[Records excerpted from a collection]
━━━━━━━━━━━━━━━━

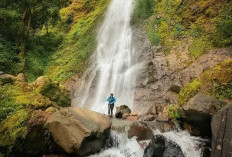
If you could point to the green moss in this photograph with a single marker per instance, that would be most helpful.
(198, 47)
(20, 95)
(38, 54)
(9, 61)
(215, 82)
(173, 112)
(72, 56)
(56, 93)
(218, 80)
(222, 36)
(188, 91)
(178, 21)
(14, 127)
(152, 32)
(142, 10)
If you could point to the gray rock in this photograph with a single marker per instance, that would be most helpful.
(162, 147)
(78, 130)
(141, 131)
(7, 78)
(122, 111)
(198, 112)
(222, 132)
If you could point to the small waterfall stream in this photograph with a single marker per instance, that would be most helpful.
(123, 147)
(113, 69)
(114, 65)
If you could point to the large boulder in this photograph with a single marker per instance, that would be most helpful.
(140, 130)
(78, 130)
(122, 111)
(7, 78)
(162, 147)
(198, 112)
(222, 132)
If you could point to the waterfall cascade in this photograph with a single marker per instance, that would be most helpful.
(123, 147)
(114, 65)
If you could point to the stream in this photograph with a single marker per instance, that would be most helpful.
(114, 68)
(123, 147)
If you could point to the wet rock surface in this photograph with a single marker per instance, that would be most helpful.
(79, 131)
(162, 147)
(198, 112)
(163, 75)
(222, 132)
(122, 111)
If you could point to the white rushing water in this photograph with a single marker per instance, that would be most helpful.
(123, 147)
(114, 65)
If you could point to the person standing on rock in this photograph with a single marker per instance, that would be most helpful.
(111, 99)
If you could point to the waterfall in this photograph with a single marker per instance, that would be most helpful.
(123, 147)
(114, 65)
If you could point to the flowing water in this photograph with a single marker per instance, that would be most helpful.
(114, 65)
(123, 147)
(113, 69)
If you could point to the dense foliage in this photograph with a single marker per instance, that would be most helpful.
(205, 24)
(216, 82)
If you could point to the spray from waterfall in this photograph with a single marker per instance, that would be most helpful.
(114, 65)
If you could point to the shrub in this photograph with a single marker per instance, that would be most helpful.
(14, 127)
(9, 60)
(223, 34)
(153, 34)
(142, 10)
(188, 91)
(215, 82)
(198, 47)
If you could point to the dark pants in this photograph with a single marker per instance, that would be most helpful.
(110, 109)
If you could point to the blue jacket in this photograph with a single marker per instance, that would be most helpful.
(111, 100)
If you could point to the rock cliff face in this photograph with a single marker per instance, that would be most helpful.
(222, 132)
(164, 75)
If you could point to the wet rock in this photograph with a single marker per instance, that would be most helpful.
(198, 112)
(6, 78)
(132, 118)
(152, 110)
(222, 132)
(78, 130)
(52, 90)
(120, 125)
(142, 132)
(122, 111)
(133, 113)
(21, 77)
(176, 87)
(162, 118)
(162, 147)
(147, 117)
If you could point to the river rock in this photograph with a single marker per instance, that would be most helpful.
(147, 117)
(141, 131)
(7, 78)
(122, 111)
(162, 147)
(78, 130)
(222, 132)
(198, 112)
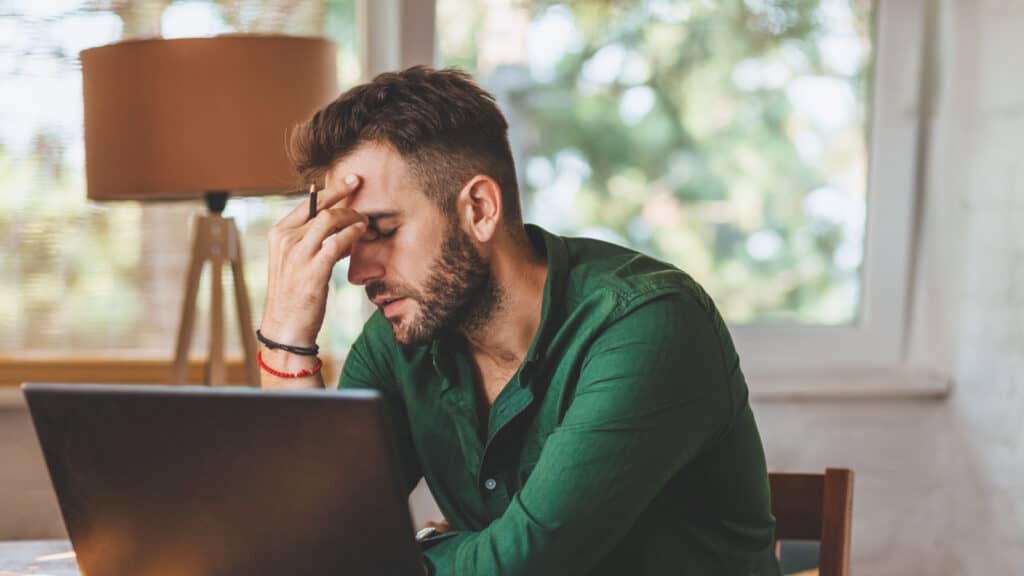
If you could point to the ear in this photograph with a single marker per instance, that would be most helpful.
(479, 208)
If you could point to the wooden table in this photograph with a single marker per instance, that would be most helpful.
(49, 558)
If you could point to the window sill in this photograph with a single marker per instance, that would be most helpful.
(898, 382)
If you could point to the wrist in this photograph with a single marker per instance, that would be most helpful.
(291, 335)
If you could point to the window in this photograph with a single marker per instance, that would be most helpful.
(766, 147)
(88, 278)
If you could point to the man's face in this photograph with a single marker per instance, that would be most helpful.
(417, 265)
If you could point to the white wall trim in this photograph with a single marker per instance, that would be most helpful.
(396, 34)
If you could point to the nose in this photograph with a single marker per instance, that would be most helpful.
(366, 263)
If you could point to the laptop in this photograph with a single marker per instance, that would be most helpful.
(227, 481)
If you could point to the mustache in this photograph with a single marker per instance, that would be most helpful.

━━━━━━━━━━━━━━━━

Reproduce all of the material above, changing every "photograph" to "image" and keeping everything else the same. Leave the pictures out.

If you could point to the green moss in this image with a single marker per instance, that would be most helpful.
(198, 47)
(20, 95)
(38, 54)
(9, 61)
(215, 82)
(173, 112)
(72, 56)
(56, 93)
(218, 80)
(222, 36)
(188, 91)
(178, 21)
(14, 127)
(152, 32)
(142, 10)
If you could point to the gray rock in this image with a single marker per instance, that would be most helpful.
(162, 147)
(78, 130)
(141, 131)
(7, 78)
(122, 111)
(198, 112)
(222, 132)
If you could point to the small waterfall stream in this image with a single marker per instance, that would be most helpful.
(123, 147)
(113, 69)
(114, 65)
If you could point to the large boulder in this image with a single marker per instance, that would be most helpful.
(140, 130)
(78, 130)
(122, 111)
(7, 78)
(162, 147)
(198, 112)
(222, 132)
If you could point to the waterfall cascade in this image with a single marker per instance, that would be most helpful.
(123, 147)
(114, 65)
If you could point to the stream in this image with a single marker per instance, that would be most helpful.
(114, 68)
(123, 147)
If you could point to the wet rock surface in this image with a single marker per instance, that would be most helpful.
(79, 131)
(162, 147)
(198, 112)
(163, 75)
(222, 132)
(122, 111)
If you could point to the white rushing water in this image with a single marker per instance, that would be most helpful.
(123, 147)
(114, 65)
If you could point to the person standing on rock in this image with a single marker per instance, that would be most helpful.
(111, 99)
If you could point to the waterfall in this image with a single marker per instance, that would be most helpful.
(123, 147)
(114, 65)
If you could point to the flowing water in this image with a single marker per instance, that would be most helpful.
(114, 65)
(123, 147)
(113, 69)
If you could point to the dense foliage in this image with a single marker per instance, that would be most helpful.
(205, 24)
(216, 82)
If you could point to the spray from waterfall in this image with a single marker per instance, that would be most helpful.
(114, 65)
If you could point to the shrub in this image with a single marker per instance, that would be most helpful.
(14, 127)
(9, 60)
(223, 34)
(153, 34)
(142, 10)
(188, 91)
(215, 82)
(198, 47)
If you could point to the dark pants in this image with a single marker per instance, that would be most helpful.
(110, 109)
If you could point to the blue jacket in this image with a single marker per instance, that would be most helpful.
(111, 100)
If you could point to the rock cliff face in this image with a single marker per instance, that would be most helpful.
(222, 132)
(164, 75)
If you could point to the wet rock in this image with a single marker per instance, that would be most helpful.
(198, 112)
(6, 78)
(132, 118)
(152, 110)
(222, 132)
(78, 130)
(52, 90)
(120, 125)
(142, 132)
(122, 111)
(133, 113)
(21, 77)
(176, 87)
(162, 118)
(162, 147)
(147, 117)
If you could point to the river rock in this image with a single marker per instance, that would be most helpful.
(147, 117)
(141, 131)
(7, 78)
(122, 111)
(162, 147)
(78, 130)
(222, 132)
(198, 112)
If you could point to the ear in this image with a single marker per instance, that would be most helpful.
(479, 208)
If you could point to the wooden table in this image with a single marker per instance, that would be most helpful.
(49, 558)
If you could point to the window sill in this image with a single marker per instance, that would be most helpful.
(898, 382)
If you could point to the wrist in this image with a single marker per instance, that would be most helpful.
(291, 335)
If you could point to the window in this image with a single marker per instance, that would be most helpful.
(766, 147)
(88, 278)
If you could point to the man's face in this image with a single marker per instance, that would be most helpful.
(417, 265)
If you could point to the white wall trim in this image with a single marker per instance, that would be most helpful.
(396, 34)
If you could point to the nose in this image with a single marker per instance, that would be most helpful.
(366, 263)
If you could point to the laptop in this image with a single marker per instance, that would be most helpful.
(227, 481)
If you could point to the mustache in this image with a single marker per instance, that would be most helpful.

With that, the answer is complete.